TASK TO CARRY OUT
Copy each line exactly. Leave nothing out.

## START GIVEN ENTRIES

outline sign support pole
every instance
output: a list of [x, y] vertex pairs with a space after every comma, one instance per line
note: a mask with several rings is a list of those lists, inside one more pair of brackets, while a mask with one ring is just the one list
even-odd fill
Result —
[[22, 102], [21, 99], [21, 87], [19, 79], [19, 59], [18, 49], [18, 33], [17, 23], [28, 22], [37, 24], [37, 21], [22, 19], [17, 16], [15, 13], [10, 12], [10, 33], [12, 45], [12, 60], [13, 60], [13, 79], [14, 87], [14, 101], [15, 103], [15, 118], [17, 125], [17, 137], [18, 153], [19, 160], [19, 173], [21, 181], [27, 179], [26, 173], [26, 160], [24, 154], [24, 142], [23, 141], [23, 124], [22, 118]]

## END GIVEN ENTRIES

WRITTEN REPLY
outline sign support pole
every instance
output: a list of [x, y] vertex pairs with a space after every comma, one instance per line
note: a mask with several rings is a list of those lists, inside one more pair of brackets, while a mask with one ring is just the one list
even-odd fill
Result —
[[22, 102], [21, 99], [21, 87], [19, 79], [19, 59], [18, 49], [18, 33], [17, 23], [28, 22], [37, 24], [37, 21], [22, 19], [17, 16], [15, 13], [10, 12], [10, 33], [12, 45], [12, 60], [13, 60], [13, 79], [14, 87], [14, 101], [15, 103], [15, 118], [17, 125], [17, 137], [18, 153], [19, 160], [19, 173], [21, 181], [27, 179], [26, 173], [26, 160], [24, 154], [24, 142], [23, 141], [23, 124], [22, 118]]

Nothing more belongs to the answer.